* Goal of the exercise:
Give again, word for word, each line from the top of the listing through the line that holds "query | nightstand drawer".

* Records:
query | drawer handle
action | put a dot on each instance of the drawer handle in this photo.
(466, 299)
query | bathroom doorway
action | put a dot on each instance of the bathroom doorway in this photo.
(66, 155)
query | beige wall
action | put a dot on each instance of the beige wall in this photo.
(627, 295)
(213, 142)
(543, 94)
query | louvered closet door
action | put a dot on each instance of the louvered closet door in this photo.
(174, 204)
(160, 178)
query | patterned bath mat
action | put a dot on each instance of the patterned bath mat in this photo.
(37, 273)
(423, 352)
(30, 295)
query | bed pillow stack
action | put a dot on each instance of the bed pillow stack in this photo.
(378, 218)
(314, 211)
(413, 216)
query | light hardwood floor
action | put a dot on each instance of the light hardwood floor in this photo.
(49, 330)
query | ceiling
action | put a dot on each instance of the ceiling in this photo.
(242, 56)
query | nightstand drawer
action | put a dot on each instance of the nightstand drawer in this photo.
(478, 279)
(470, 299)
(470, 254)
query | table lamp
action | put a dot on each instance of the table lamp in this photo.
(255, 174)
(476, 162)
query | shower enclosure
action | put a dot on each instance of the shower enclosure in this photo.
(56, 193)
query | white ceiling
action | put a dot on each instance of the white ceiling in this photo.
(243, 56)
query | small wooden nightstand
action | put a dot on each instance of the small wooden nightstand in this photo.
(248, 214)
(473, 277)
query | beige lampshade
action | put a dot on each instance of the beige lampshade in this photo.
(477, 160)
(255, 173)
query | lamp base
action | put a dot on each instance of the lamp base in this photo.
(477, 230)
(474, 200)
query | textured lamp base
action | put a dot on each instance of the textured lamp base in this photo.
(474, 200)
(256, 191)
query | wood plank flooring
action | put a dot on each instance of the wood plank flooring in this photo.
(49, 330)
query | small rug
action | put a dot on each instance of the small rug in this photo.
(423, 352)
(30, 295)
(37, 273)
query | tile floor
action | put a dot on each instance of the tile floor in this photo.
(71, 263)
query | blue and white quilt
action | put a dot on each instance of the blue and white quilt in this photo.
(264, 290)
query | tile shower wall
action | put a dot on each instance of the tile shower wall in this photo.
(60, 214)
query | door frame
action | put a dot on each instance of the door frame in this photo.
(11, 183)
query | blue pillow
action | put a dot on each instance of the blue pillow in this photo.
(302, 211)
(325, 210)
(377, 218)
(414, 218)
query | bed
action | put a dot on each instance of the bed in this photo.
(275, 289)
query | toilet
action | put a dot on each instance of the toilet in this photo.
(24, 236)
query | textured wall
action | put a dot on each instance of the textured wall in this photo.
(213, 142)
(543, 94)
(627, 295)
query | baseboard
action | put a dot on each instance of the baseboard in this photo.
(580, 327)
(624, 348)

* Problem solution:
query | drawer handle
action | put a dot on each instance of the drawer handle in this photo.
(466, 299)
query | bathroom doorway
action | put a dot on each instance of the bathroom doorway in this photo.
(66, 155)
query | beige wall
action | put a dot on each instance of the beige wall in this photo.
(627, 295)
(213, 142)
(543, 94)
query | louvered closet door
action | put a dot on each instance of the louvered closet door in this photo.
(174, 204)
(160, 178)
query | patterned bath mat
action | put a dot on each instance of the patterned bath mat in this photo.
(37, 273)
(423, 352)
(30, 295)
query | bed pillow stack
action | put a dot on each instance of the bed pillow stack in this photo.
(378, 218)
(314, 211)
(413, 216)
query | light hardwood floor
action | put a dot on each instance of the light hardwood floor in this photo.
(49, 330)
query | ceiling
action | put a dot on each instance of the ceiling in this photo.
(242, 56)
query | nightstand drawer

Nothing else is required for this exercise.